Data drawn from a collection
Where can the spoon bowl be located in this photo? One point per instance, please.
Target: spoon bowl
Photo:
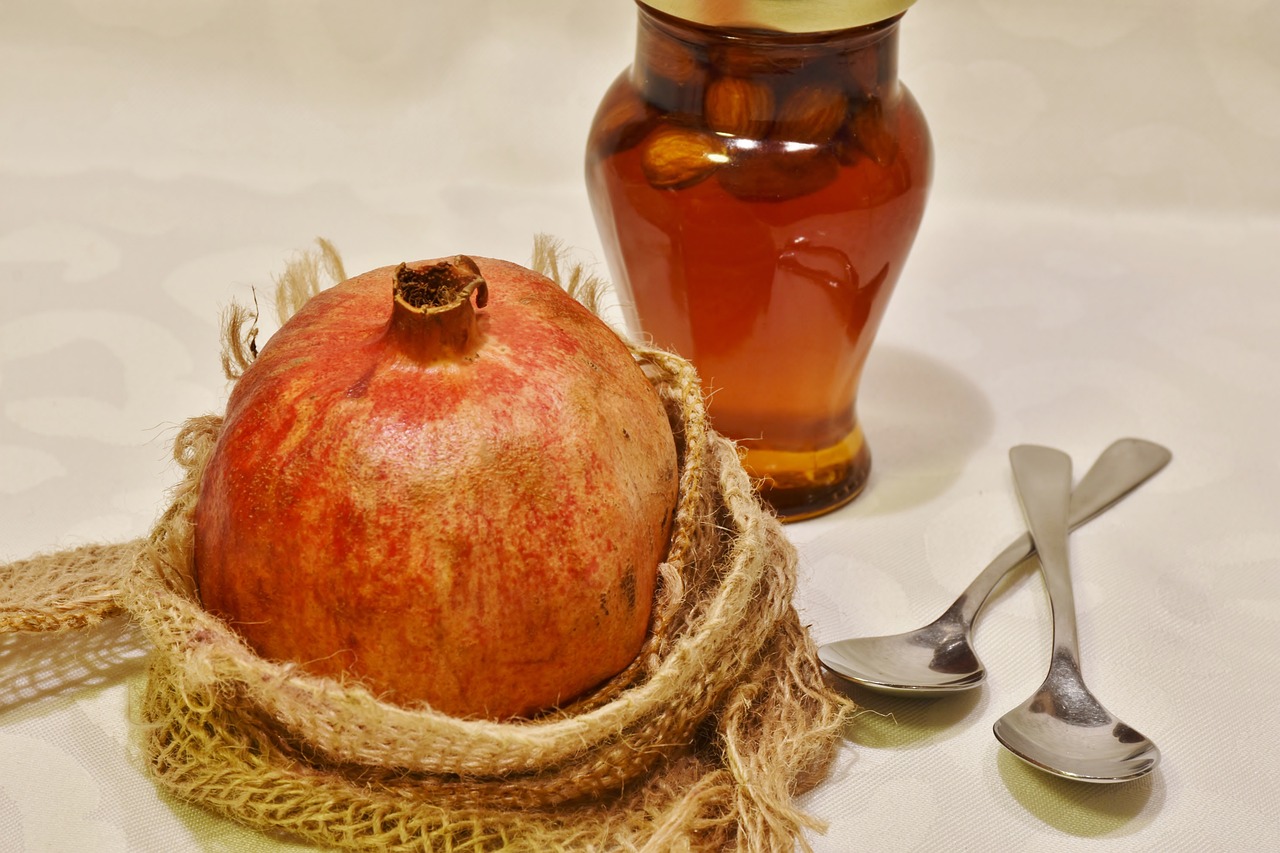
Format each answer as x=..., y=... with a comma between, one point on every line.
x=1063, y=729
x=940, y=658
x=933, y=660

**WORK TO COMPLETE**
Format the material above as a two-column CSV headed input and output, giving each text with its answer on its own row. Put each field in quotation marks, replace line breaks with spaces, and leave the pictures out.

**FULL ANSWER**
input,output
"Where can the spoon bowl be located in this photo? One point per instance, please. Target: spoon bowl Photo: Format each answer as x=..., y=... with a comma between, one point on every line.","x=1063, y=729 x=940, y=658 x=933, y=660"